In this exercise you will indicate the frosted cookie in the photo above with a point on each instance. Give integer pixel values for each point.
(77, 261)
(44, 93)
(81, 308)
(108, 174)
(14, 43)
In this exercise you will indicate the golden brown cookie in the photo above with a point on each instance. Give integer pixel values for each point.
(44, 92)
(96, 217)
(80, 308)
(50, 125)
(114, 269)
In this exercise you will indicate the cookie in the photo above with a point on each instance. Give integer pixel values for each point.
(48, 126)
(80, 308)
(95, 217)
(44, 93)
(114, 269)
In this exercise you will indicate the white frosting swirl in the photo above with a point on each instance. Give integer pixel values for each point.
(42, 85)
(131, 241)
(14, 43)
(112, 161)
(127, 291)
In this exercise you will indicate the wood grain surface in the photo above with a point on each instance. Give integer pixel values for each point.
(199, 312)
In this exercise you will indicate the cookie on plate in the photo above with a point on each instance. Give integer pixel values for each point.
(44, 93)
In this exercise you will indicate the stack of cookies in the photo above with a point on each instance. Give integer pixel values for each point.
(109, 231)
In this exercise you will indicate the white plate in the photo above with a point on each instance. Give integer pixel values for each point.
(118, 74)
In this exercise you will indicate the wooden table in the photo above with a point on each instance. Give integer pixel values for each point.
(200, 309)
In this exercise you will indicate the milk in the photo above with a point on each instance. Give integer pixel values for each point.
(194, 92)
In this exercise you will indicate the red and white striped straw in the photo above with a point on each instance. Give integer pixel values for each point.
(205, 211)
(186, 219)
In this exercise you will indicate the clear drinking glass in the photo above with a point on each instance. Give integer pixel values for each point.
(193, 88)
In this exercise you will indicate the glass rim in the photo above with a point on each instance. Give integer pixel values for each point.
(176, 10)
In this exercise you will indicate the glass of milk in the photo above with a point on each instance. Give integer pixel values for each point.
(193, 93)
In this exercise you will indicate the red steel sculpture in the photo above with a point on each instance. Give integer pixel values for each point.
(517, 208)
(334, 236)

◇ ◇ ◇ ◇ ◇

* [TASK STATEMENT] Copy the entries above word for word, starting at the line that contains "In this exercise you will indicate the stack" and continuing through the final line of the entries.

* [EXPECTED ANSWER]
In this exercise you will indicate the stack of cookies in the photo above with a point on each instance. Give integer pixel values for each point.
(109, 231)
In this exercise you will indicate the white plate in the photo above with a point on each instance. Give integer pixel values for each point.
(118, 74)
In this exercise you will indicate the wooden table in the photo above with a point on each instance. Give integer pixel values for each point.
(200, 309)
In this exercise you will indicate the milk in the photo above with a point on each instance. Give integer pixel values for each point.
(194, 92)
In this exercise you will indicate the red and white striped straw in the photo above with a point on each instance. Give integer pixel values for each point.
(205, 211)
(186, 219)
In this exercise you will indicate the clear drinking glass in the photo above with a point on each instance. Give integer pixel values for each point.
(193, 88)
In this exercise you will indicate the glass rim in the photo above with a point on each instance. Give integer pixel values for each point.
(176, 10)
In this exercise you will indicate the glass of milk in the photo above with a point on each instance. Give integer pixel values for each point.
(193, 93)
In this exercise you will indicate the red steel sculpture in the photo above with a point on each instance. Give integer pixel values for each point.
(517, 208)
(334, 236)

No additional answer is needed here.